=== Task objective ===
Once the records have been read, set every one down as it stands.

::: Dataset records :::

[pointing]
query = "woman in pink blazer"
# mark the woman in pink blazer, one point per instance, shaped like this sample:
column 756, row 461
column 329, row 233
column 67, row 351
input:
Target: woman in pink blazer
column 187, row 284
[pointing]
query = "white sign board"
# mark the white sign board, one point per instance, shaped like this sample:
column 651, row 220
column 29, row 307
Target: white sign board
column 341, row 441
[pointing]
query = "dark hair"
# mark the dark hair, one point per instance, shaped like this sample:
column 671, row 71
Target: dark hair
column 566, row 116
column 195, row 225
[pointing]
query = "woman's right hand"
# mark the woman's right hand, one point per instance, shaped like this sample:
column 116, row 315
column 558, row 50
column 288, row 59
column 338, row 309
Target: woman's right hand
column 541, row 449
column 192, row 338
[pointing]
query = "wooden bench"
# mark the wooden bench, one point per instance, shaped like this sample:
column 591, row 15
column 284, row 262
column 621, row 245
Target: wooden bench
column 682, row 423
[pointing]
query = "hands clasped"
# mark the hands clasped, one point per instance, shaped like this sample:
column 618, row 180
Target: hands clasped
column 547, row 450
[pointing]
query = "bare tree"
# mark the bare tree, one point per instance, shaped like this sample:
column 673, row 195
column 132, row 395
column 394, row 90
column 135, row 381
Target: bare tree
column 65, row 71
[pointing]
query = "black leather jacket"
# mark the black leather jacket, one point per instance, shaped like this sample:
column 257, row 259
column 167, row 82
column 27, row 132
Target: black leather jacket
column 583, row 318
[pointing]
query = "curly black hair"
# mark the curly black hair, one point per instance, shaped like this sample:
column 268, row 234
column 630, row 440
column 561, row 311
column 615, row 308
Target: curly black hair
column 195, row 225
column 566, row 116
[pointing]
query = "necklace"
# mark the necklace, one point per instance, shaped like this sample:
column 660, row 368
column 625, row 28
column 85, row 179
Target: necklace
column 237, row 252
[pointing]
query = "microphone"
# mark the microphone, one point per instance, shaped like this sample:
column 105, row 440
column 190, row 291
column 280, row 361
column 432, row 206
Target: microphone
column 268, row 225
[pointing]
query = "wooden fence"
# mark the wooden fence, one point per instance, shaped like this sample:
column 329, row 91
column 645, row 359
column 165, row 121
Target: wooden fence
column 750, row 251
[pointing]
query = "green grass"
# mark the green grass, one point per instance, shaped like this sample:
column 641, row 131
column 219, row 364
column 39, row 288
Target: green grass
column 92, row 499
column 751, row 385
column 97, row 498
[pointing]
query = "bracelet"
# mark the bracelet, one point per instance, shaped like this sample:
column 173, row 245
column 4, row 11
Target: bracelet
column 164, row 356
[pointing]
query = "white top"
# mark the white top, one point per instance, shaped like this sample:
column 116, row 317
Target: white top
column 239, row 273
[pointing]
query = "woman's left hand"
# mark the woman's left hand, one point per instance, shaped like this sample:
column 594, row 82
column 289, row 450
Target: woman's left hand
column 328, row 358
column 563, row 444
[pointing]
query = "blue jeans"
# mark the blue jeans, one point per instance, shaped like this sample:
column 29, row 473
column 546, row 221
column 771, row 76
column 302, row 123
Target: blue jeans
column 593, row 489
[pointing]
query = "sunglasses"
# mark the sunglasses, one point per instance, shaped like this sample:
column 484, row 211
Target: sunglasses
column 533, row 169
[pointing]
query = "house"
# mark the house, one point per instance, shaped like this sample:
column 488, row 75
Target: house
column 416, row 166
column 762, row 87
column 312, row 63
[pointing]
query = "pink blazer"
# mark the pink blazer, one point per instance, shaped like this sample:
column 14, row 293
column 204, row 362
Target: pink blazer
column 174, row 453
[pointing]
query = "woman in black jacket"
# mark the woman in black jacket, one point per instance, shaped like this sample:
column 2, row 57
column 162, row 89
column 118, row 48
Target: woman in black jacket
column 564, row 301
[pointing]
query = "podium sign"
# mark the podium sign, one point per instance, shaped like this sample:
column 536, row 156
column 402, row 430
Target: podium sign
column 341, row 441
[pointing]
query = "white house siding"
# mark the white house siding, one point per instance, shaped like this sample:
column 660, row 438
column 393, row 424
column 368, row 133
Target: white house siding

:::

=== Written answer ===
[pointing]
query = "woman in pink blazer"
# mark the woman in pink blazer, one point per instance, shaped like this sample:
column 756, row 461
column 329, row 233
column 67, row 351
input:
Target: woman in pink blazer
column 187, row 284
[pointing]
query = "white sign board"
# mark the white sign board, one point per instance, shaped like this sample:
column 651, row 220
column 29, row 307
Target: white sign board
column 341, row 441
[pointing]
query = "dark hair"
# mark the dark hair, one point per instance, shaped like this sample:
column 671, row 71
Target: dark hair
column 566, row 116
column 195, row 225
[pointing]
query = "woman's right hand"
# mark the woman's right hand, one point per instance, shaped like this sample:
column 116, row 315
column 558, row 50
column 288, row 59
column 338, row 309
Target: woman's right hand
column 541, row 449
column 192, row 338
[pointing]
query = "wooden bench"
# mark the wooden bench, one point per instance, shaped like this sample:
column 591, row 15
column 284, row 262
column 621, row 245
Target: wooden bench
column 682, row 423
[pointing]
query = "hands clasped"
# mark the hands clasped, one point per instance, shaped like this sample:
column 618, row 180
Target: hands clasped
column 547, row 450
[pointing]
query = "bare tree"
# mark the bare tree, one point per instance, shaped like this sample:
column 673, row 195
column 132, row 395
column 394, row 90
column 135, row 381
Target: bare tree
column 65, row 71
[pointing]
query = "black leather jacket"
# mark the black leather jacket, one point per instance, shaped like this sample:
column 257, row 259
column 167, row 82
column 27, row 132
Target: black leather jacket
column 583, row 318
[pointing]
query = "curly black hair"
# mark the curly black hair, one point per instance, shaped like this sample:
column 268, row 234
column 630, row 440
column 561, row 311
column 615, row 308
Target: curly black hair
column 195, row 225
column 566, row 116
[pointing]
query = "necklace"
# mark the necklace, one point per instance, shaped like this sample:
column 660, row 368
column 625, row 28
column 85, row 179
Target: necklace
column 237, row 252
[pointing]
query = "microphone"
# mark the microphone, one point per instance, shaped like this sample:
column 105, row 440
column 190, row 291
column 280, row 361
column 432, row 206
Target: microphone
column 268, row 225
[pointing]
query = "wooden fence"
# mark the wooden fence, one point per instance, shaped like this sample:
column 329, row 91
column 645, row 359
column 165, row 121
Target: wooden fence
column 750, row 251
[pointing]
query = "green grass"
# mark the green grass, one point per instance, shaped like this sample:
column 641, row 131
column 219, row 364
column 39, row 288
Target: green grass
column 92, row 499
column 751, row 385
column 97, row 498
[pointing]
query = "bracelet"
# mark the bracelet, one point per instance, shaped like this sample:
column 173, row 245
column 4, row 11
Target: bracelet
column 164, row 356
[pointing]
query = "white top"
# mark the white top, one point per instance, shaped like this sample:
column 116, row 317
Target: white top
column 239, row 273
[pointing]
query = "woman's left hand"
# mark the woman's left hand, one point per instance, shaped like this sample:
column 594, row 82
column 289, row 450
Target: woman's left hand
column 328, row 358
column 563, row 444
[pointing]
query = "blue jeans"
# mark the blue jeans, one point per instance, shaped like this sample:
column 29, row 473
column 546, row 221
column 771, row 76
column 302, row 123
Target: blue jeans
column 593, row 489
[pointing]
query = "sunglasses"
# mark the sunglasses, one point per instance, shaped like this sample:
column 484, row 211
Target: sunglasses
column 533, row 169
[pointing]
query = "house"
# mark the house, one point per instance, shaped like this sample:
column 488, row 75
Target: house
column 416, row 166
column 762, row 87
column 312, row 63
[pointing]
query = "pink blazer"
# mark the pink blazer, one point per instance, shaped like this sample:
column 14, row 293
column 204, row 362
Target: pink blazer
column 174, row 453
[pointing]
query = "woman in black jacket"
# mark the woman in black jacket, one point per instance, shaped like this sample:
column 2, row 57
column 162, row 89
column 118, row 48
Target: woman in black jacket
column 564, row 301
[pointing]
query = "podium sign"
# mark the podium sign, one point per instance, shaped like this sample:
column 536, row 156
column 402, row 430
Target: podium sign
column 341, row 441
[pointing]
query = "white house siding"
# mark the white house siding, one point per instance, shaped like this sample:
column 660, row 438
column 393, row 424
column 368, row 133
Target: white house siding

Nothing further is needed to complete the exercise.